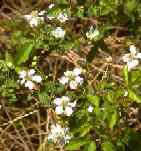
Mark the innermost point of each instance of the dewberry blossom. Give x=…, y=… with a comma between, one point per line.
x=29, y=78
x=72, y=78
x=58, y=32
x=59, y=134
x=132, y=58
x=62, y=17
x=34, y=18
x=64, y=106
x=92, y=33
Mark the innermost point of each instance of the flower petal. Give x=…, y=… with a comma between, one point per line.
x=68, y=111
x=59, y=110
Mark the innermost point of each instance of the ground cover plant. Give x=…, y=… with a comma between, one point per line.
x=70, y=75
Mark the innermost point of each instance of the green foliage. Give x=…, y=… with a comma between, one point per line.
x=104, y=127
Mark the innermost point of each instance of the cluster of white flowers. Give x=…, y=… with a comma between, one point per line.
x=64, y=106
x=28, y=78
x=34, y=18
x=132, y=58
x=58, y=133
x=58, y=32
x=72, y=78
x=92, y=33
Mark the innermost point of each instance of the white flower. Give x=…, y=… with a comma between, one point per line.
x=29, y=84
x=90, y=109
x=92, y=33
x=79, y=80
x=64, y=106
x=22, y=74
x=72, y=78
x=62, y=17
x=34, y=18
x=68, y=111
x=73, y=85
x=63, y=80
x=51, y=6
x=58, y=32
x=132, y=58
x=31, y=72
x=28, y=78
x=41, y=13
x=59, y=110
x=37, y=78
x=77, y=71
x=58, y=134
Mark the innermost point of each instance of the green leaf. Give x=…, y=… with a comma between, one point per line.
x=75, y=144
x=92, y=53
x=135, y=97
x=95, y=100
x=43, y=97
x=9, y=58
x=23, y=53
x=113, y=120
x=90, y=146
x=107, y=146
x=131, y=5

──────────────────────────────

EXERCISE DETAILS: Could you write out every line above exactly as it stands, with no images?

OUTPUT OF THE EXERCISE:
Mark the innermost point of each instance of the dewberry blossom. Give x=…, y=… with a comma between, one point per line.
x=29, y=78
x=72, y=78
x=58, y=32
x=59, y=134
x=132, y=58
x=62, y=17
x=34, y=18
x=64, y=106
x=92, y=33
Mark the innermost point of each instance of the flower petal. Give x=…, y=… with a comma between, one point per line.
x=68, y=111
x=59, y=110
Mark the innermost point of each instance of the ground cover plant. Give x=…, y=… with a comma between, one point per line.
x=70, y=75
Mark the innermost point of each instance of the green foliage. Give x=…, y=… with a comma between, one point per line.
x=104, y=127
Mark the innermost point of each instance of the cluster of white flowers. Give x=…, y=… with a comma between, one point per line.
x=64, y=106
x=28, y=78
x=34, y=18
x=132, y=58
x=58, y=133
x=58, y=32
x=72, y=78
x=92, y=33
Mark the innermost point of each instance of the white flower. Give x=…, y=… with a comma between, one point per line.
x=29, y=84
x=90, y=109
x=92, y=33
x=79, y=80
x=64, y=106
x=22, y=74
x=72, y=78
x=62, y=17
x=34, y=18
x=68, y=111
x=73, y=85
x=63, y=80
x=51, y=6
x=58, y=32
x=132, y=58
x=31, y=72
x=28, y=78
x=41, y=13
x=59, y=110
x=37, y=78
x=77, y=71
x=58, y=134
Mark the innermost point of each instance of the green leaf. Give x=…, y=… with a comma between, one point per line.
x=75, y=144
x=92, y=53
x=135, y=97
x=95, y=100
x=43, y=97
x=9, y=58
x=23, y=53
x=113, y=120
x=90, y=146
x=107, y=146
x=131, y=5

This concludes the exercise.